** START OF RECORDS SHOWN **

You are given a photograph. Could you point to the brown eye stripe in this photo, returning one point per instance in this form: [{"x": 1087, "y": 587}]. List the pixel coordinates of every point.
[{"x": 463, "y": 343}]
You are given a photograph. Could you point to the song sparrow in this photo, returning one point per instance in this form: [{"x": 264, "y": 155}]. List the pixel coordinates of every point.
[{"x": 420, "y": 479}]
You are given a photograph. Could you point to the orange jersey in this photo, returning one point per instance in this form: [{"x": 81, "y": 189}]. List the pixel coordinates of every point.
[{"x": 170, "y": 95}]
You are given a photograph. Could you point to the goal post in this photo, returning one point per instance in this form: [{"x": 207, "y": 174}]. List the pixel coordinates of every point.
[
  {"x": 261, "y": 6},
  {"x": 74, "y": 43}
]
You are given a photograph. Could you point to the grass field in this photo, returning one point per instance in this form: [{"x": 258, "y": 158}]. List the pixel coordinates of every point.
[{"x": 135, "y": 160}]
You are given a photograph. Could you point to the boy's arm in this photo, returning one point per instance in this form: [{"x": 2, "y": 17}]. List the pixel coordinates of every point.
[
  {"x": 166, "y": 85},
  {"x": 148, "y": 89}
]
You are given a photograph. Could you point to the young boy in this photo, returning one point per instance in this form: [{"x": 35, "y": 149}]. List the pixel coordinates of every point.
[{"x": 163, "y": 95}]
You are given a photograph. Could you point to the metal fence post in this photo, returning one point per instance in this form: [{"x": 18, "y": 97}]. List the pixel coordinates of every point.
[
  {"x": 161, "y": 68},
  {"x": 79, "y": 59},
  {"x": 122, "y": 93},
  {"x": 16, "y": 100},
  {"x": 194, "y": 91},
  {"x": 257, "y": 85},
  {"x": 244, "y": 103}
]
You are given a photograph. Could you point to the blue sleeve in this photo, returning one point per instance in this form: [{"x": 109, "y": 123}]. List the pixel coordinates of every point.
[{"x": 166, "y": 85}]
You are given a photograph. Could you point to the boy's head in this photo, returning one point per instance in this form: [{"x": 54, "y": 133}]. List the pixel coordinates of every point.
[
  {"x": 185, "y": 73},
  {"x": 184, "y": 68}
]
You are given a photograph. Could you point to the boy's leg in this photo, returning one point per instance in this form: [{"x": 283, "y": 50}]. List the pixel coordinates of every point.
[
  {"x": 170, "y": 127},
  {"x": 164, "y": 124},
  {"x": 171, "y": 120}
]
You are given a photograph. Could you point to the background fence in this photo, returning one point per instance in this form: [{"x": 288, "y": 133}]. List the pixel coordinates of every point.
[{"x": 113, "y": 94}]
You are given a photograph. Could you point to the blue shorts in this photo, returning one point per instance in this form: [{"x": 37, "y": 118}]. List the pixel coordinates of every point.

** END OF RECORDS SHOWN **

• [EXERCISE INSTRUCTIONS] Copy all of the rows above, swapping "pixel coordinates" for "image coordinates" and keeping everything else the same.

• [SOLVED PROBLEM]
You are given a photograph. Could you point to the brown eye stripe in this photo, returning one point per instance in this form: [{"x": 1087, "y": 587}]. List the image coordinates of every point.
[{"x": 463, "y": 343}]
You are given a photograph. Could you point to the song sparrow in this photo, returning one point per instance in this form: [{"x": 264, "y": 155}]. List the image coordinates of every point.
[{"x": 420, "y": 479}]
You are given a photograph. Could you point to the orange jersey in this photo, returning one point per instance in this form: [{"x": 81, "y": 189}]. List the image coordinates of every point.
[{"x": 170, "y": 95}]
You are given a photograph. Could you point to the goal post in this photo, returning one point per instance in this form: [{"x": 207, "y": 174}]. List the image coordinates of every point.
[
  {"x": 261, "y": 6},
  {"x": 74, "y": 43}
]
You are given a photograph. Could you point to the grass field in this photo, returning one point per instance in this form: [{"x": 258, "y": 158}]. List the image coordinates of every point.
[{"x": 135, "y": 160}]
You are given a photograph. Could you point to the boy's arm in this photo, returning one point per instance in this form: [{"x": 2, "y": 17}]. List the image coordinates of every point.
[
  {"x": 166, "y": 85},
  {"x": 148, "y": 89}
]
You are given a photograph. Could you point to the young boy in this photo, returning one point per instance in this form: [{"x": 35, "y": 149}]. List the image coordinates of every point.
[{"x": 163, "y": 95}]
You are given a photograph. Could you point to the metal fence post in this photo, returning one point per instance in this form: [{"x": 18, "y": 97}]. List the image coordinates of every point.
[
  {"x": 161, "y": 68},
  {"x": 79, "y": 59},
  {"x": 122, "y": 93},
  {"x": 16, "y": 100},
  {"x": 194, "y": 91},
  {"x": 257, "y": 85},
  {"x": 244, "y": 103}
]
You are given a photograph. Could you point to the blue sleeve in this photo, returning one point per instance in this form: [{"x": 109, "y": 123}]. List the image coordinates of every point.
[{"x": 166, "y": 85}]
You are given a photograph. Could you point to the boy's head in this photo, returning one point per instance in this form: [{"x": 54, "y": 133}]. List the image coordinates of every point.
[
  {"x": 185, "y": 73},
  {"x": 184, "y": 68}
]
You are given a photograph. Could you point to the boy's leg in this photo, returning one point per instance in this form: [{"x": 283, "y": 50}]. List the image coordinates of every point.
[
  {"x": 170, "y": 127},
  {"x": 164, "y": 124},
  {"x": 171, "y": 120}
]
You are given a photograph. Could you point to the background fence in this photo, returning one point per instance in this form: [{"x": 288, "y": 133}]. List the image coordinates of every point.
[{"x": 113, "y": 94}]
You are given a photograph. Could you point to the blue shorts in this photo, returning one point per instance in this form: [{"x": 37, "y": 118}]. List the image coordinates of every point.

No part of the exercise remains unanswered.